Problem requirements: Decide whether each statement agrees with the article on online investment fraud below, answering yes or no and quoting the deciding words from it: (a) Twitter commented for the article. (b) Losses from reported pension fraud came to around £30m over the past three years. (c) The online harms bill currently includes provisions on investment fraud.

Page extract:
^^^^^^^^^^^^^^^^
Tech companies should be forced to protect their users more effectively against online fraudsters, MPs have been urged as the police conceded billions of pounds could have been lost to pension scams.
Senior police officers and regulators made the appeal to MPs on Wednesday as they said cases of online investment fraud had grown significantly during the coronavirus pandemic while people were more financially vulnerable and spending more time at home.
In recent years, police and regulators have stepped up efforts to protect savers against the growing risk of investment fraud, where individuals are hoodwinked by promotions into placing their cash into “too good to be true” investment opportunities.
“In the last 12 months, there were 12,000 cases [of investment fraud] reported and that is a significant increase on recent years,” Mark Steward, director of enforcement and market oversight at the Financial Conduct Authority, told a House of Commons work and pensions select committee hearing on investment scams.
“Covid and lockdown has placed people under more financial pressure.”
Mr Steward told the committee that there had also been an increase in online marketing of what looked like genuine investment opportunities but were in fact fraudulent.
“This has really sped up in the past two or three months, perhaps because of people spending more time at home, or more time online,” he said.
Mr Steward said that, unlike with television companies or newspapers, there were few actions regulators could take against a tech or social media company which carried advertisements promoting investment scams.
“Social media is largely unregulated,” he told the committee. “There are few gateway controls on the admission of advertising into either the search engines or Twitter or Instagram, for that matter. This is something that concerns us.”
The FCA had started a dialogue with social media companies, Mr Steward said, on ways to weed out investment fraud, but while the regulator’s initiative had been “positively” received, it had failed to reduce the number of detected cases of online scammers.
In 2019, Facebook launched a dedicated tool to report scam ads after Martin Lewis, a high-profile consumer campaigner, issued court proceedings against the social media giant after a year in which more than 1,000 scam adverts abusing his name or image had appeared on the platform.
Google has a policy requiring authorisation for advertisers to market cryptocurrency exchanges, while banning the promotion of token sales and cryptocurrencies themselves. More broadly, it requires marketers to provide “legitimate contact information for a physical location” of the business being promoted and requires advertisers to make specific disclosures in advertisements for loans and loan modification.
Twitter declined to comment. Facebook and Google did not respond to a request for comment.
Losses from reported pension fraud amounted to around £30m over the past three years, Nicola Parish, executive director of frontline regulation at The Pensions Regulator, told the MPs.
But Commander Clinton Blackburn, national co-ordinator for economic crime with the City of London Police, told the hearing it was “plausible” that pension scam losses could be in the billions of pounds because so much crime went unreported.
The government has proposed measures, through the online harms bill, to force tech companies to improve online safety for tens of millions of their users, but currently this does not contain provisions related to investment fraud.
“We certainly see a good case for investment fraud to be included as an online harm,” Mr Steward told the committee.
Cdr Blackburn added that said it was a “missed opportunity” that investment fraud had not been included in the draft legislation.
“The online world is an increasing vector for fraud,” he said. “The online world needs to do more about it and we all think some form of regulation is necessary.”
^^^^^^^^^^^^^^^^
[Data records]

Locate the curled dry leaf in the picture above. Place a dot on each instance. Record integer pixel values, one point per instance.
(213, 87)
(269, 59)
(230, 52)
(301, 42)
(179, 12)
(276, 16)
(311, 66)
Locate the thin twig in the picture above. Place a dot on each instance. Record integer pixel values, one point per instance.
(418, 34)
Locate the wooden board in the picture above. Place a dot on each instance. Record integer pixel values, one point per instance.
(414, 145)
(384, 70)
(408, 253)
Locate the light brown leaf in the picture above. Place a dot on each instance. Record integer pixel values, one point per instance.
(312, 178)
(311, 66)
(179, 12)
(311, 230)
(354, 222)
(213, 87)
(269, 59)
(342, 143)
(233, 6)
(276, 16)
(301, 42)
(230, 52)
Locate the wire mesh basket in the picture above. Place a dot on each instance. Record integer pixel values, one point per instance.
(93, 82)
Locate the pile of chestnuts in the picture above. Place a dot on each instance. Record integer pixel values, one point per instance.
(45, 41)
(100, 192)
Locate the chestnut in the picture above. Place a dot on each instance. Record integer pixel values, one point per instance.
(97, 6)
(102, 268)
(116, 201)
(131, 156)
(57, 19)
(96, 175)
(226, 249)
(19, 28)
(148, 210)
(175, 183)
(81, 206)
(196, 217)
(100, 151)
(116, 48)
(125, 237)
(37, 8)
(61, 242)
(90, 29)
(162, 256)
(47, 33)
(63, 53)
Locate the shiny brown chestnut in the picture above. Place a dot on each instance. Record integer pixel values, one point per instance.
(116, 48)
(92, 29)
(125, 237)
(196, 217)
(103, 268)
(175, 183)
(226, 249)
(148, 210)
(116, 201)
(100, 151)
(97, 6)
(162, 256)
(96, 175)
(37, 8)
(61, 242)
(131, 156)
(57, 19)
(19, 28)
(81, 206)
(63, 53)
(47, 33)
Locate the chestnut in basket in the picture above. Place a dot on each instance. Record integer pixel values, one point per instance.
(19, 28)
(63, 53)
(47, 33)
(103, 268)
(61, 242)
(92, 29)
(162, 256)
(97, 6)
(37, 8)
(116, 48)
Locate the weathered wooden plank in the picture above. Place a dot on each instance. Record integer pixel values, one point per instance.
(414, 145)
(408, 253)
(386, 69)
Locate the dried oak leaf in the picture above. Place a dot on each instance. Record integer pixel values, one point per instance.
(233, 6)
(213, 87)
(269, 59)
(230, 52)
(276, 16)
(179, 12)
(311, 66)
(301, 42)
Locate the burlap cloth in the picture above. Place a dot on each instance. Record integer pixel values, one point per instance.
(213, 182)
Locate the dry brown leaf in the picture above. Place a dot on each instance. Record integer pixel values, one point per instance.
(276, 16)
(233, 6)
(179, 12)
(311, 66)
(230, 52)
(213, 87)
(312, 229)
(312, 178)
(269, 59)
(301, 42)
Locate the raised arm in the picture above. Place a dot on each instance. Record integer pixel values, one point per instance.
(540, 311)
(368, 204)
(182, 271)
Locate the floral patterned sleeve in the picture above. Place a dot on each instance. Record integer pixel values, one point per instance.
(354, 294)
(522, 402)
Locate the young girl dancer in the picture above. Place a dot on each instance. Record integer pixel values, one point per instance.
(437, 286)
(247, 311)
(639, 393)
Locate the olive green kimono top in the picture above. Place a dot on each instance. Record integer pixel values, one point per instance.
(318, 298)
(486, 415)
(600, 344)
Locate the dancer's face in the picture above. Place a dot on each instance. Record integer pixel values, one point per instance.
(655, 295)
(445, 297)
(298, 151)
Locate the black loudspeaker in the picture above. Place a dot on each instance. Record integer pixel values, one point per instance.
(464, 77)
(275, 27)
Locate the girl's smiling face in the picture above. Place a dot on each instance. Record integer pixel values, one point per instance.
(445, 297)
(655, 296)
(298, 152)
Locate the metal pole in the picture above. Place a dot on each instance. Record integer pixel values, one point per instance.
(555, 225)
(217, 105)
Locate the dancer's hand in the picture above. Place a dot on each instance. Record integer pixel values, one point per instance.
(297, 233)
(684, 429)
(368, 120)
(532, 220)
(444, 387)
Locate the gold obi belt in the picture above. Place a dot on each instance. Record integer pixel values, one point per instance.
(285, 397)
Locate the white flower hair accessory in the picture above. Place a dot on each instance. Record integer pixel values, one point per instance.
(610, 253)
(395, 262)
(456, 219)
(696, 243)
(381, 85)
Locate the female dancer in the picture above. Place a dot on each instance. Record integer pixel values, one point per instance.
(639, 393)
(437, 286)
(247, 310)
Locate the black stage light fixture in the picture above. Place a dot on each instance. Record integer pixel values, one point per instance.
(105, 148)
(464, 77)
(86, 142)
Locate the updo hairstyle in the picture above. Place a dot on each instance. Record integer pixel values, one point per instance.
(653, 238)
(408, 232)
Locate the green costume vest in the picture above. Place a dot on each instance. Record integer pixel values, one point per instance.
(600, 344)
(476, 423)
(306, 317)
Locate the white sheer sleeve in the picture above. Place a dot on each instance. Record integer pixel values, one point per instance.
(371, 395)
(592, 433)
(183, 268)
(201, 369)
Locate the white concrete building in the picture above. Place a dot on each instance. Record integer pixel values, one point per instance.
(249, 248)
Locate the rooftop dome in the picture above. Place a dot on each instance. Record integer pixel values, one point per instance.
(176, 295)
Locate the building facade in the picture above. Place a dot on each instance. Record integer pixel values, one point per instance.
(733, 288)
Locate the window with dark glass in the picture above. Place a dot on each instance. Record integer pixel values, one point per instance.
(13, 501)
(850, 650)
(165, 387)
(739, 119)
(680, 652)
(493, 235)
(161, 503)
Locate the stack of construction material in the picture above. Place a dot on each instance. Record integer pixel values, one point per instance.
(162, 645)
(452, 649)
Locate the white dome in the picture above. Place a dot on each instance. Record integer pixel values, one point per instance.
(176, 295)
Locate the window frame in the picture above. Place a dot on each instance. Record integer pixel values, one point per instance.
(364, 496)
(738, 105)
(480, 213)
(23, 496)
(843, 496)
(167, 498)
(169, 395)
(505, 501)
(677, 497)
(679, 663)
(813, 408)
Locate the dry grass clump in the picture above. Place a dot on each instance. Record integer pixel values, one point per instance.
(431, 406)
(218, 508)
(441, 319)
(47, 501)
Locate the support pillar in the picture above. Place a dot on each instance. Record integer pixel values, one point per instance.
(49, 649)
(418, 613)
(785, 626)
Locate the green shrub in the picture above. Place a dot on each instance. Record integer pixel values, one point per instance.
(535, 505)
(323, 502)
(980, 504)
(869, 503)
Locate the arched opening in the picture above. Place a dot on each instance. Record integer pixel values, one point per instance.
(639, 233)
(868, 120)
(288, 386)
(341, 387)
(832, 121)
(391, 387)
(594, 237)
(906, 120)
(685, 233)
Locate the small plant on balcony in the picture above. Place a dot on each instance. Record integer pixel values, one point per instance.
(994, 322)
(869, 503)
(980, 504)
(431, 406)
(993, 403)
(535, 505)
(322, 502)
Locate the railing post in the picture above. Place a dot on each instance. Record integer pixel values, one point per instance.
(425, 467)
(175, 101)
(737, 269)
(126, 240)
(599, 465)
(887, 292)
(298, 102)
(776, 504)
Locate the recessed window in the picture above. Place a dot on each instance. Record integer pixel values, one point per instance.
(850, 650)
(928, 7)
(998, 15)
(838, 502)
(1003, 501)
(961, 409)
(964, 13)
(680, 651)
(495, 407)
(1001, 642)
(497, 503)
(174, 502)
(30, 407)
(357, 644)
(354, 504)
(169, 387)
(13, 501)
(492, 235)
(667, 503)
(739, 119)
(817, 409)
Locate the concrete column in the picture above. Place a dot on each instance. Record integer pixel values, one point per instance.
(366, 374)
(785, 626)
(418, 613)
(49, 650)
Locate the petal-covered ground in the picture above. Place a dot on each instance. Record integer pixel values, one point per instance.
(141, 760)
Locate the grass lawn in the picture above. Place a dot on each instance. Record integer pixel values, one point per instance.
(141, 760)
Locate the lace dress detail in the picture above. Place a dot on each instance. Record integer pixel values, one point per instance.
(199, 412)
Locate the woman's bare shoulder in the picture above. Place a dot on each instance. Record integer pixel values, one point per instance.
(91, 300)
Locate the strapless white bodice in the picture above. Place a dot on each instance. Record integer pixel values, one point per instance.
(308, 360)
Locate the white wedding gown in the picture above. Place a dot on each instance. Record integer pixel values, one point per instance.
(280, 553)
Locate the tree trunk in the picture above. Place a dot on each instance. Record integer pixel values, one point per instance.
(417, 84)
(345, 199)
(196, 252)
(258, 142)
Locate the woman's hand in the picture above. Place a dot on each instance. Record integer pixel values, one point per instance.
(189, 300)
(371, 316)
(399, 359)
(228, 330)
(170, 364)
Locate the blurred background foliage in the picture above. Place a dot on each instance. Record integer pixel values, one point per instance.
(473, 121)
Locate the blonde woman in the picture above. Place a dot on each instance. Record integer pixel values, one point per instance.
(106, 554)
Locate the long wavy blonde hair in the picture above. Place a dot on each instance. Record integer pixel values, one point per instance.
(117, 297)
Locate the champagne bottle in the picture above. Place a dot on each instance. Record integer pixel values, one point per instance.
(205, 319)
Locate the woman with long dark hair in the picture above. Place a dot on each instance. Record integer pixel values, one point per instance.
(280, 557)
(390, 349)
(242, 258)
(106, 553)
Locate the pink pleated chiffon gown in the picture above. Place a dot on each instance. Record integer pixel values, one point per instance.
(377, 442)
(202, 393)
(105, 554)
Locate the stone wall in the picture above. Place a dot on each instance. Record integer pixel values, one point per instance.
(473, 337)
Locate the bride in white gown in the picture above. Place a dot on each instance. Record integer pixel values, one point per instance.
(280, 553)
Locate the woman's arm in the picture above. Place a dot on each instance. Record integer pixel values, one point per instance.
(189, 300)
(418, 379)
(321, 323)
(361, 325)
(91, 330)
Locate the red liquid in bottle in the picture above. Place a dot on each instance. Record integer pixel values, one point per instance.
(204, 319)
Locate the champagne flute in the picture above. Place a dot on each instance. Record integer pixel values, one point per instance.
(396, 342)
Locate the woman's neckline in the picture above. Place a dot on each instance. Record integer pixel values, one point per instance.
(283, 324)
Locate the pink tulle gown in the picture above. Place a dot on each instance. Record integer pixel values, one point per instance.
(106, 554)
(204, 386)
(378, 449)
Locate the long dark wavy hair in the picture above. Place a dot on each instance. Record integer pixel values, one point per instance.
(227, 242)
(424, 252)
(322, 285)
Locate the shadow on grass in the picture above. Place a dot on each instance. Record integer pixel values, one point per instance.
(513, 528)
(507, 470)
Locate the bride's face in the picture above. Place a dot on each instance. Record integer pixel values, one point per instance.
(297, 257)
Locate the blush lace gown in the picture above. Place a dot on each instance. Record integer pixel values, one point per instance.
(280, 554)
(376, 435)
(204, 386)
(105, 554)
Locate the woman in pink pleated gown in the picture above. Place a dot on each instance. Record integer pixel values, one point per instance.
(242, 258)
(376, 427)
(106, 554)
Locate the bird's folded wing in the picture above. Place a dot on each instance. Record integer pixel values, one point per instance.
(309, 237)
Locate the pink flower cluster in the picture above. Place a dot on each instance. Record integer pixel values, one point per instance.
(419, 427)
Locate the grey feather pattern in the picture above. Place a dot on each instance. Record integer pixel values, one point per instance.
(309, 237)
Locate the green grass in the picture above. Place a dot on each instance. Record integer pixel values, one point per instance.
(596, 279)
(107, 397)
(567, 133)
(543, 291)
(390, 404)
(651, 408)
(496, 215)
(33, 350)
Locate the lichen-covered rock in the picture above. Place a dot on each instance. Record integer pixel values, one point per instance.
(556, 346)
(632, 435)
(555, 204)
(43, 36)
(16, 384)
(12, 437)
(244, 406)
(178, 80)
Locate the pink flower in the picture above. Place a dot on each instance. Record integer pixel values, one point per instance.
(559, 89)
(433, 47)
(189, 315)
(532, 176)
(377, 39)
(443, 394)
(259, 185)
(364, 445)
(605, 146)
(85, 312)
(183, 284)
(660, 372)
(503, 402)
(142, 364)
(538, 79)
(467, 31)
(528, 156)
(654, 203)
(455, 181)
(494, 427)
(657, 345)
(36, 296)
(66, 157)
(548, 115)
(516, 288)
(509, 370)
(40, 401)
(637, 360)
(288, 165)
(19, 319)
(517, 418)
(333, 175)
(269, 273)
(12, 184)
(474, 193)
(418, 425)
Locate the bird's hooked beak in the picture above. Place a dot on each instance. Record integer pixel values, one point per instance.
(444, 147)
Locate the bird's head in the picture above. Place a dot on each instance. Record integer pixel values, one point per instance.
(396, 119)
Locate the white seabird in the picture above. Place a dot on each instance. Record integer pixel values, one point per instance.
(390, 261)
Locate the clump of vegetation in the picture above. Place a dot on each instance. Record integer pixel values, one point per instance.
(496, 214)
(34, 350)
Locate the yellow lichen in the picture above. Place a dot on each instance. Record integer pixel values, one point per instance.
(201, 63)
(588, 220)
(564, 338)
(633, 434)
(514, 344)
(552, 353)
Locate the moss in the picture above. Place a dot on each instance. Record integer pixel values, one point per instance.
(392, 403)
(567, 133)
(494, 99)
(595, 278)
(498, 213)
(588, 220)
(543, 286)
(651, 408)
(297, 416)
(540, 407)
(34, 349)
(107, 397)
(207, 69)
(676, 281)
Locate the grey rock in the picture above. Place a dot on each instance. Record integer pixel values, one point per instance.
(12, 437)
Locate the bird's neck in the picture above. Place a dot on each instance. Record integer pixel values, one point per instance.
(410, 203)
^^^^^^^^^^^^^^^^
Written reply:
(a) No: "Twitter declined to comment."
(b) Yes: "Losses from reported pension fraud amounted to around £30m over the past three years"
(c) No: "currently this does not contain provisions related to investment fraud"